◆ WORK ITEM
Continue the article on the Kobo Emerging Writer Prize winners from the point where it stops.

◆ DOCUMENT TEXT
- Opening Delimiter -

The Globe and Mail's Robyn Doolittle is one of the winners of the first-ever Kobo Emerging Writer Prize.

Doolittle was awarded the inaugural non-fiction prize for Crazy Town: The Rob Ford Story. Other winners include Claire Battershill's Circus, which was named best in literary fiction and Sam Wiebe, who won the mystery category with Last of the Independents: Vancouver Noir.

The e-book publisher awarded the "best new Canadian writers" a $10,000 cash prize apiece, along with additional marketing and communications support "to help kick-start their budding careers."

Chosen from a shortlist of 15 Canadian authors announced in May, the inaugural prize winners were selected by a panel of Kobo's booksellers and marketers, but took reader reviews into account in determining the winners. Rakuten Kobo Inc. is a global e-reading service that offers 4.7 million titles online.

Author and non-fiction judge Charlotte Gray praised Doolittle for the work, saying her investigative bent made Crazy Town "much more than a bare-bones account of a drug-addicted local politician and his toxic family."

- Closing Delimiter -

Records in a dataset:
- Opening Delimiter -

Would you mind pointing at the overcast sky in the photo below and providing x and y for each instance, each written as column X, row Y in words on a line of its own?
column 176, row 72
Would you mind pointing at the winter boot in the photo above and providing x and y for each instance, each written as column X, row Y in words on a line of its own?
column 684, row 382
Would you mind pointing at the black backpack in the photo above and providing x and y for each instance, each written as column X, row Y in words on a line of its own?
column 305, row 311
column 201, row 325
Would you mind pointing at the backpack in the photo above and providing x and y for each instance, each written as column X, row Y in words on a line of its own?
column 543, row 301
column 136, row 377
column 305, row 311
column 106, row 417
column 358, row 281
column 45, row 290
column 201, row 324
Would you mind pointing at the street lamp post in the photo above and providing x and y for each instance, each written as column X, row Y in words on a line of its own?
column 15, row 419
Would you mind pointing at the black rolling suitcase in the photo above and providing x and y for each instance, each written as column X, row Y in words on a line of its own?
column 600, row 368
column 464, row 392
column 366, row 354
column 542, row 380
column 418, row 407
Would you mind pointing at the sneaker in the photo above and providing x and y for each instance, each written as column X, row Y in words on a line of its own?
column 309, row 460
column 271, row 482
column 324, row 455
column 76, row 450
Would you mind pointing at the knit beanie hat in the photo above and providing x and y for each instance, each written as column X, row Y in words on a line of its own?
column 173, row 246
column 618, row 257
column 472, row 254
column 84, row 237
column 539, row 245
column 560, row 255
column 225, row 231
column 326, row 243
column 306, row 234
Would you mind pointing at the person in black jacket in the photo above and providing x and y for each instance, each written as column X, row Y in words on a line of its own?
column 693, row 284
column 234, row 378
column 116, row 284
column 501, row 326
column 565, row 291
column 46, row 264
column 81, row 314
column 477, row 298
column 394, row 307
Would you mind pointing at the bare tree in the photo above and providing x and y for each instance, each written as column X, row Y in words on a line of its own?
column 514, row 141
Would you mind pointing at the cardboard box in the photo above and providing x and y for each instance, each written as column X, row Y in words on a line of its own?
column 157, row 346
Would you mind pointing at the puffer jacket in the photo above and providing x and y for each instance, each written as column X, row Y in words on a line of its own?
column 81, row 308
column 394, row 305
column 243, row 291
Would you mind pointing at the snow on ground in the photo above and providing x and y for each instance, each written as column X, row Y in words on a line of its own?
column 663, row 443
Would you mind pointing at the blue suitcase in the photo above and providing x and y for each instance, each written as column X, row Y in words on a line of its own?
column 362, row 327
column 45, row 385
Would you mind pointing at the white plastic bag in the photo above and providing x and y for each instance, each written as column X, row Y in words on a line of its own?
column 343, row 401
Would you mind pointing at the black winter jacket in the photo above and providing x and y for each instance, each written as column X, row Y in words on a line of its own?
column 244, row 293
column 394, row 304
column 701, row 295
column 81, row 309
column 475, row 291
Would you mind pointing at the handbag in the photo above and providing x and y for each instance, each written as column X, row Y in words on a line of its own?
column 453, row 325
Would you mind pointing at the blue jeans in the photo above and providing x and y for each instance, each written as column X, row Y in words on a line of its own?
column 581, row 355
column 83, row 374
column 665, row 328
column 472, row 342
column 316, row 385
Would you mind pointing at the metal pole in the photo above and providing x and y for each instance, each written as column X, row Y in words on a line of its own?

- Closing Delimiter -

◆ RESPONSE
Doolittle says she was shocked by the win given the competition in her category, which included Brent Rathgeber's Irresponsible Government: The Decline of Parliamentary Democracy in Canada and Laughing All the Way to the Mosque by Zarqa Nawaz.

"I know I'm going to look at this book as one of the craziest points in my life," Doolittle said over the phone from Halifax. "It was never supposed to be a blow-by-blow of the Rob Ford story. It's supposed to be about Toronto … a harder look at the crossroads that the city is at right now."

While journalism for The Globe is her priority right now, Doolittle doesn't rule out the possibility of another book down the line.